# Given information:
* * *

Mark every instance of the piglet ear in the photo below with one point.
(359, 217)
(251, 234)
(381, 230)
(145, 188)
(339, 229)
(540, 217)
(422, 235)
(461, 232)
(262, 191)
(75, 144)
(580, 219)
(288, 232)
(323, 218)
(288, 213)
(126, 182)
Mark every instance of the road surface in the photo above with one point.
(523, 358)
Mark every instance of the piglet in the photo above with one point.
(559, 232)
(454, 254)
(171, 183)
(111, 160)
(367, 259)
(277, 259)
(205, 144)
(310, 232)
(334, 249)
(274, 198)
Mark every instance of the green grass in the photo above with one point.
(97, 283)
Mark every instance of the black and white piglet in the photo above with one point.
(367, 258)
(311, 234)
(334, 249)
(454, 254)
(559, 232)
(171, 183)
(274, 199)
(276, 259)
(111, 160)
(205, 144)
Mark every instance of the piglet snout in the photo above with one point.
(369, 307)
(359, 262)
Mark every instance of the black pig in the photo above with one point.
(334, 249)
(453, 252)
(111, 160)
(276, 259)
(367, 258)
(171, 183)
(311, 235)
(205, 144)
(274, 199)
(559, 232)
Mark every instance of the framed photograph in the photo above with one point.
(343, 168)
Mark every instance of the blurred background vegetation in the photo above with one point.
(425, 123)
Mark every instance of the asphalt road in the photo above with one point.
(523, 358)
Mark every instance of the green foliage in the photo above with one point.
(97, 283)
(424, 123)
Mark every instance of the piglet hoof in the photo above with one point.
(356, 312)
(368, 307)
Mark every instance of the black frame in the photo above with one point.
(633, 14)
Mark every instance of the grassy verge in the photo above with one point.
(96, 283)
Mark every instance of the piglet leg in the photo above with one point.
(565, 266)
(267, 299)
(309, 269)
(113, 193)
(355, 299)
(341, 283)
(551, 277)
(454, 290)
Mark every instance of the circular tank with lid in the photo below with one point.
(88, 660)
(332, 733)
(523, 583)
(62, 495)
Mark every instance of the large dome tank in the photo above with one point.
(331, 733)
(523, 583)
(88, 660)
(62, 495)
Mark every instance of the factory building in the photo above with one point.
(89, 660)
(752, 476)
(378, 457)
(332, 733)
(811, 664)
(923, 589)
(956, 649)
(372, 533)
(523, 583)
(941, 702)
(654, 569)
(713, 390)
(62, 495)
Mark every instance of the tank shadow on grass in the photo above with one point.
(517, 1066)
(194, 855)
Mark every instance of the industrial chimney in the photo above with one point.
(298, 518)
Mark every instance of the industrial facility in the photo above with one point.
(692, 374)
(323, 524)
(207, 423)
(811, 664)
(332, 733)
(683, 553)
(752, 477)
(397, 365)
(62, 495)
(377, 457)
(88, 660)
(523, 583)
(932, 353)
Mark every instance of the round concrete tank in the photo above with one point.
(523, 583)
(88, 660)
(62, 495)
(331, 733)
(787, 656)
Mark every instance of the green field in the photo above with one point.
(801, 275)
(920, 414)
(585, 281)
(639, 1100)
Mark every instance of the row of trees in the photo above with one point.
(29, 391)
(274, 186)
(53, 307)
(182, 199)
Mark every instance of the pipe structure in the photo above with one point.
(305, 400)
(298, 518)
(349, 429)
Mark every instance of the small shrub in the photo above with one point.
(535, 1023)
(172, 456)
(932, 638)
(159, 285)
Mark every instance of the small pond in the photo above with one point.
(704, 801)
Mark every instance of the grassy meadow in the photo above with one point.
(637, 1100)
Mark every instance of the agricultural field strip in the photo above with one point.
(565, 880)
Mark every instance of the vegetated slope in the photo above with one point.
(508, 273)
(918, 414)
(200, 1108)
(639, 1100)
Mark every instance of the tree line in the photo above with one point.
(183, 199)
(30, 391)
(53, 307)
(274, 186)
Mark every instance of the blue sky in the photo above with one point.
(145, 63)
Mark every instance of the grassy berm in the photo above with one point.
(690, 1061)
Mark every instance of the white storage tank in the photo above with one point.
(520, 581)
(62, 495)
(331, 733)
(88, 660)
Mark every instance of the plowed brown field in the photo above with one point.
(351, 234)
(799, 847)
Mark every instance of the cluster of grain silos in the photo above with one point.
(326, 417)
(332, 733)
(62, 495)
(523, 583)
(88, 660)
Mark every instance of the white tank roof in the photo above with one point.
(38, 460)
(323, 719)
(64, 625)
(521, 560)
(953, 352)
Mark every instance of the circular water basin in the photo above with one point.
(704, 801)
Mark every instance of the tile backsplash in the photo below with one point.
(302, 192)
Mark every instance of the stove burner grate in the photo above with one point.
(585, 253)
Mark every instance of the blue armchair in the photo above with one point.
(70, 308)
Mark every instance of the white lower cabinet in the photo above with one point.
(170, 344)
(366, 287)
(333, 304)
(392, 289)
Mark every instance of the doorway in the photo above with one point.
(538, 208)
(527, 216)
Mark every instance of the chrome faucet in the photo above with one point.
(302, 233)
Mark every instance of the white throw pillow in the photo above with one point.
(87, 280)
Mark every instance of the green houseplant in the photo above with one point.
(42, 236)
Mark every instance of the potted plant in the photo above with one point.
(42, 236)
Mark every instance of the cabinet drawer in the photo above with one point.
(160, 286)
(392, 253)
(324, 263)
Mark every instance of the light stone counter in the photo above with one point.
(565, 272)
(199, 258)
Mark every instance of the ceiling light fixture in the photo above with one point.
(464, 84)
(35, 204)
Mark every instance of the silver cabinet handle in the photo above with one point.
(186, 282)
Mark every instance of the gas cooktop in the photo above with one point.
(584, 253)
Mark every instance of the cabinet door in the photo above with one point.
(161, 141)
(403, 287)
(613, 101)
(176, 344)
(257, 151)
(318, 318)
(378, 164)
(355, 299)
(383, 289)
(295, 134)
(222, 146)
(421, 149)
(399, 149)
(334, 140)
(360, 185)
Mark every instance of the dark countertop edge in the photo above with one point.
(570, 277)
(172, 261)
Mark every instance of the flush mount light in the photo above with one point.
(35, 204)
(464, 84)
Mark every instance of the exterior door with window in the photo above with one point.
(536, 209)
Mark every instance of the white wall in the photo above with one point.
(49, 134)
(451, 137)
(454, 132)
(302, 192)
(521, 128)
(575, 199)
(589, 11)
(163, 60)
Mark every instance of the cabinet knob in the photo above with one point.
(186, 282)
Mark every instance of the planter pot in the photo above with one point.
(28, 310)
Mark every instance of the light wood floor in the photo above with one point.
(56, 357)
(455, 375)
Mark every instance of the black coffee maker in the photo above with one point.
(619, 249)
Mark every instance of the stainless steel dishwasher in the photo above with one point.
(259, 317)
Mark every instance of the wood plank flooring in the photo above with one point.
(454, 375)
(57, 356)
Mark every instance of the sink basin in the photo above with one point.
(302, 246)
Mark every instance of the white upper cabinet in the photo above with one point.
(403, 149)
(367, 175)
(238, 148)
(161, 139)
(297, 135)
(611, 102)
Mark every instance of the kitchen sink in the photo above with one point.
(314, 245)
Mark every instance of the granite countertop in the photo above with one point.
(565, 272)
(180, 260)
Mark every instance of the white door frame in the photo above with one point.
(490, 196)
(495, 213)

* * *

# Given problem:
Put the lines from the one containing "Mark every instance of the black coffee" through the end into a two-column CSV headed instruction and points. Give one row for each line starting with "Mark": its text goes in instruction, and the coordinate lines that follow it go in points. Each field should be quoted, with line breaks replaced by spaces.

# Finished answer:
instruction,points
"Mark every instance of the black coffee maker in the photo above with one point.","(619, 249)"
"Mark every instance of the stainless steel dishwasher in the photo above with one point.","(259, 317)"
"Mark every instance of the wood plank flooring in the photo above with one point.","(454, 375) (57, 356)"
"Mark every instance of the sink basin in the photo above with one point.","(302, 246)"
"Mark every instance of the white upper cabinet in the photo above with one point.","(403, 149) (367, 175) (238, 148) (161, 139) (297, 135) (611, 102)"
"Mark every instance of the kitchen sink in the photo above with one point.","(314, 245)"
"Mark every instance of the granite countertop in the photo above with one point.","(565, 272) (180, 260)"
"Mark every instance of the white door frame in the photo above with one point.","(490, 196) (495, 213)"